» Parts of the exercise
[1] List every organization that the ENUM working group minutes give as a speaker's affiliation.
[2] Reproduce the passage of the ENUM working group minutes between "C: Review Action" and "on the agenda)", inclusive.

── Passage to read

RIPE 64

RIPE Meeting: 64
Working Group: ENUM
Status: Final
Revision Number: 1

 

Wednesday, 18 April 2012, 14:00-15:30
Grand Union Hotel, Ljubljana, Slovenia
Co-chairs: Niall O'Reilly, Carsten Schiefner

A: Administrivia

Welcome, Scribe, Jabberwok, Microphone etiquette, Agenda

The ENUM WG Co-chair announced that items D.1 and D.2 would swap in the agenda.

B: Minutes of previous meeting

The minutes from RIPE 63 were approved.

C: Review Action List

ENUM-AP-63.1 - [OPEN] Denesh Bhabuta, Peter Szegedi: Contact ENUM operators‚ brainstorming among ENUM operators


ENUM-AP-63.2 - [DONE] Niall O'Reilly: Move the enumdata.org website

D: Main presentations

(Items D.1 and D.2 switch places on the agenda)

 

D.1 ENUM alternatives - Alexander Mayrhofer, enum.at

The presentation is available at:
https://ripe64.ripe.net/presentations/151-RIPE64-ENUM.pdf

Peter Koch, DENIC, referring to slide 6, asked why ENUM validation is a failure and if it didn't work as expected and if people got their numbers hijacked.

Alexander replied that it was a failure from the market perspective, it was too complex. It turned away most of the users. It worked where the carrier had the valid information.

Peter commented that that was only one perspective.

Alexander replied that that was his take on it.

Carsten Schiefner, ENUM WG Co-chair, asked if it was really the case that the validation part was complex and over engineered. He added that from his point of view, ISPs were not in a position to easily make money out of that technology. He said that it reminded him of turbo chargers and wondered if there's a consumer market for it. He added that he doesn't blame the delegation part but the inability to come up with attractive use case scenarios.

Alexander clarified that he meant to mix the technical and administrative things in the first slides.

Robert Schischka, nic.at, commented that Alexander was right about the products not being the problem but that they tried to make validation as market neutral as possible. He added that it is very nice technically, but no one took the chance at the market. Too much effort has been spent making something that doesn't meet the market requirements.

 

D.2 XConnect/DE-CIX NGN Peering Co-op - Wolfgang Tremmel, DE-CIX

The presentation is available at:
https://ripe64.ripe.net/presentations/93-e-wtklxc-RIPEGlobalVoix-003.pdf

Alexander Mayrhofer, enum.at, asked if they did other modifications on the ENUM query string to carry the source and destination phone.

Andrew Cooper, XConnect, (via Skype) replied that no, what's important is that the services know other information beyond the standard ENUM. We need to know the A number, the user agent and lots of other potential data we would get from a normal SIP header. We put a dot notation in front of the standard ENUM number. This is only internal and has the standard ENUM query format in reverse dot notation. SIP gives you all the information you would ever want, but is a much heavier protocol. He added that the question is really, is this where ENUM is going and is it going to give us enough information, or should we just go with SIP.

Carsten Schiefner asked how many service providers do they have on board already in Germany and what he sees for the foreseeable future.

Wolfgang replied that they are planning to roll out in July. They had a meeting with their first customers. Thirty were present and that's the size they'd like to start with. They are targeting 50-100 customers.

────
── Given information

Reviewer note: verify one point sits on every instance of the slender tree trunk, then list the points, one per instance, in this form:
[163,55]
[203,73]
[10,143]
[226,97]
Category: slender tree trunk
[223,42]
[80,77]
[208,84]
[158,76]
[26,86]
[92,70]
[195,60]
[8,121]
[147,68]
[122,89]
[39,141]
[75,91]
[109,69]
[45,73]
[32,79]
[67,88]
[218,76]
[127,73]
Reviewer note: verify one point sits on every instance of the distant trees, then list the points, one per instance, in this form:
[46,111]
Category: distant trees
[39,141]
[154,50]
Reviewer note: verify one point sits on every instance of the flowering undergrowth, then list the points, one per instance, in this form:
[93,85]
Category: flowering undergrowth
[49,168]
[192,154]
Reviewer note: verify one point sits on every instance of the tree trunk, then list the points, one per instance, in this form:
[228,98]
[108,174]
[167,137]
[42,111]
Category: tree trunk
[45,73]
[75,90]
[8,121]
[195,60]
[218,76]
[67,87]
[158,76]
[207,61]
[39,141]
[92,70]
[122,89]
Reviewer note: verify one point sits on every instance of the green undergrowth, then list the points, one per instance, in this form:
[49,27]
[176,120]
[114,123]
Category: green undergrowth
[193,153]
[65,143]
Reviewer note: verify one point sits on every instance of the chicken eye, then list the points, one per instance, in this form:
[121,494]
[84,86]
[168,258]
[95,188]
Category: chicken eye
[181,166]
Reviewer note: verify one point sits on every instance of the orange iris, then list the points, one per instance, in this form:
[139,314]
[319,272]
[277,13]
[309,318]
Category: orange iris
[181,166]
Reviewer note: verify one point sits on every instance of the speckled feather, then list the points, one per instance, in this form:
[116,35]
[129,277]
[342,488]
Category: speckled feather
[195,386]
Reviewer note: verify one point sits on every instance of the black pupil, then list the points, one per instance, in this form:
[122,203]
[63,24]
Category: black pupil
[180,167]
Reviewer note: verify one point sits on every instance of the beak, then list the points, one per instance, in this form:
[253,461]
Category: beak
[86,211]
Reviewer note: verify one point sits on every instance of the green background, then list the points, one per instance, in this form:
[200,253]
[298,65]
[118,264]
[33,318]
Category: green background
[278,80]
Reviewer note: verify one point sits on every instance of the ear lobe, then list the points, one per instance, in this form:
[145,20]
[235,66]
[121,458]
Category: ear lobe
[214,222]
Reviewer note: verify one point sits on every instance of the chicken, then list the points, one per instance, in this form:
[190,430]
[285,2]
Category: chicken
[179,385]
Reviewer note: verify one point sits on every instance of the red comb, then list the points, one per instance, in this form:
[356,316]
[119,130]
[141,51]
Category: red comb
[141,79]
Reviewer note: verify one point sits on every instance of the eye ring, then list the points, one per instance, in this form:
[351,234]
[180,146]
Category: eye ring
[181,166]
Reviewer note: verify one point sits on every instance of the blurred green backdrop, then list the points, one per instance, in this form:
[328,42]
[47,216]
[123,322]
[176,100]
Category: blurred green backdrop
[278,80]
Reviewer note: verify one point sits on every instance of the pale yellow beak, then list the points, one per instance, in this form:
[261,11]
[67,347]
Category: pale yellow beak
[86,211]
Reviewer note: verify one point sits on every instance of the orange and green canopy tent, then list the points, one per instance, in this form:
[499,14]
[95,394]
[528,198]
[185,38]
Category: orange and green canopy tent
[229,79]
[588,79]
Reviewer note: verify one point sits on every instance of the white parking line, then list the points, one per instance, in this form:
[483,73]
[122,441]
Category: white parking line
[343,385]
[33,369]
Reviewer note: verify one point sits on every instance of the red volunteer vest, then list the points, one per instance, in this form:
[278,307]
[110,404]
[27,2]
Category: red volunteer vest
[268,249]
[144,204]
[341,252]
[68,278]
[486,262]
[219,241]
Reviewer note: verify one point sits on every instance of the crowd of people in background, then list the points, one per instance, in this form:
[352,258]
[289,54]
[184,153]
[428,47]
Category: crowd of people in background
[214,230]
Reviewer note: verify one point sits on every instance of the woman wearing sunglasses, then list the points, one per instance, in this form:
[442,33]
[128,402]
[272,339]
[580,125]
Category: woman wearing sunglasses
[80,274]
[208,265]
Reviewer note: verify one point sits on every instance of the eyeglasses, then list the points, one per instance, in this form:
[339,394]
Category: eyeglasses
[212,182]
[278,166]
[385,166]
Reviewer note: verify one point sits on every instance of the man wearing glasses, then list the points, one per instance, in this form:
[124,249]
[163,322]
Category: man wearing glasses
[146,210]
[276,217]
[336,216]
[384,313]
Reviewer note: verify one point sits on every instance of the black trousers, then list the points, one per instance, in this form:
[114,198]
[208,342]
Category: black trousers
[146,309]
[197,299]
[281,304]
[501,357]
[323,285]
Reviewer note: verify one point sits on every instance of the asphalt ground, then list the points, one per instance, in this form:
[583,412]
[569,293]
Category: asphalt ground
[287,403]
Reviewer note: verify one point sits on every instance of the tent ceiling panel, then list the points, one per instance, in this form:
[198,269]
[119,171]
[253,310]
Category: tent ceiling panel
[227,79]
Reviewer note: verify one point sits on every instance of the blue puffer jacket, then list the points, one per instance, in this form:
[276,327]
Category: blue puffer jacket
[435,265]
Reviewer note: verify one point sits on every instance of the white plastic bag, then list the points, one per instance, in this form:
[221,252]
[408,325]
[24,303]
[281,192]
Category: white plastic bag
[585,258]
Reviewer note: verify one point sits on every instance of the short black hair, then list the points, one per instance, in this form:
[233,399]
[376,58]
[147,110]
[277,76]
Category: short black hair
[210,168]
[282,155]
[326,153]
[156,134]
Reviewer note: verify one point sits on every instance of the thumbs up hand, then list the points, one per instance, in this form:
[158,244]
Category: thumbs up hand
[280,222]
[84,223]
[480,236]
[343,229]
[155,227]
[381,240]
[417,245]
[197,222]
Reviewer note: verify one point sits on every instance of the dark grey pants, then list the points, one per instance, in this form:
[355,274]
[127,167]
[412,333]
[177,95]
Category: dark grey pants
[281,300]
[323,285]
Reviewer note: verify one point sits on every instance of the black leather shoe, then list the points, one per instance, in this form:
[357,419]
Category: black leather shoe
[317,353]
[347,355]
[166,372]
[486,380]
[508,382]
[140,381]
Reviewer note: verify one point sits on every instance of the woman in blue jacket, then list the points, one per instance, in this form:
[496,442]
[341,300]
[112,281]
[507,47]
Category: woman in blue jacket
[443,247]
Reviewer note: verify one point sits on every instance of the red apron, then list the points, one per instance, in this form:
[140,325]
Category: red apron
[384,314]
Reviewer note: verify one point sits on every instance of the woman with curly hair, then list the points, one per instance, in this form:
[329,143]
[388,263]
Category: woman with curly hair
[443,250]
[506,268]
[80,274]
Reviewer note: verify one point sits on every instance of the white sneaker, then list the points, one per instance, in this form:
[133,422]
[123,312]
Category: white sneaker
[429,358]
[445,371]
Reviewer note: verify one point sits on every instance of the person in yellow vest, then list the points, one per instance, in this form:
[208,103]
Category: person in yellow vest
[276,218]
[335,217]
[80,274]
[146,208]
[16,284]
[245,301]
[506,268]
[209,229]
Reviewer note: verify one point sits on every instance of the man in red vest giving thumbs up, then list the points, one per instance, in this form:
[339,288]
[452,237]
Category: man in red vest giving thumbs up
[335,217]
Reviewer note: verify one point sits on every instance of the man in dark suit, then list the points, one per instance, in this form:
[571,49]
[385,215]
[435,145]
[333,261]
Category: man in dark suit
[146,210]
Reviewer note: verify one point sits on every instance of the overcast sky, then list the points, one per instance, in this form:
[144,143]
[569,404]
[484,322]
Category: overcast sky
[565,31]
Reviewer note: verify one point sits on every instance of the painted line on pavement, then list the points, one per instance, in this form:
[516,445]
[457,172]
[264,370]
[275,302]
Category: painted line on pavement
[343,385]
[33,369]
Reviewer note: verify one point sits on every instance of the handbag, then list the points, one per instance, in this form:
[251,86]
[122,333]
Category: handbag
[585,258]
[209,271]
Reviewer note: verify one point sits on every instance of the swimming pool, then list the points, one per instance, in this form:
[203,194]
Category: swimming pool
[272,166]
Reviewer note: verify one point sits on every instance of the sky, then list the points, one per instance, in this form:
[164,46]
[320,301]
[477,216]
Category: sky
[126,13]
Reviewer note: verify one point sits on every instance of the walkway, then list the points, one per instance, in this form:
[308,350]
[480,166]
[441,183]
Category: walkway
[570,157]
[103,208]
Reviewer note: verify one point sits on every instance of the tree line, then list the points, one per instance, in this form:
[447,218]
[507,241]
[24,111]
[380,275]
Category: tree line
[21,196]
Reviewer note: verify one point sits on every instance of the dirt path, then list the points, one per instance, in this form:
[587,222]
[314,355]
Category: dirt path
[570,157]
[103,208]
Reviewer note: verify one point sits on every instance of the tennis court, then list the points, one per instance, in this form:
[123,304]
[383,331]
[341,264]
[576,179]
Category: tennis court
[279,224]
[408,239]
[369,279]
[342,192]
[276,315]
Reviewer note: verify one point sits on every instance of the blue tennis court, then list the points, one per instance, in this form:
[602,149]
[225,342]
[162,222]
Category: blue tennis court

────

» Answers to each task
[1]
- enum.at
- DENIC
- nic.at
- DE-CIX
- XConnect

[2]
C: Review Action List

ENUM-AP-63.1 - [OPEN] Denesh Bhabuta, Peter Szegedi: Contact ENUM operators‚ brainstorming among ENUM operators


ENUM-AP-63.2 - [DONE] Niall O'Reilly: Move the enumdata.org website

D: Main presentations

(Items D.1 and D.2 switch places on the agenda)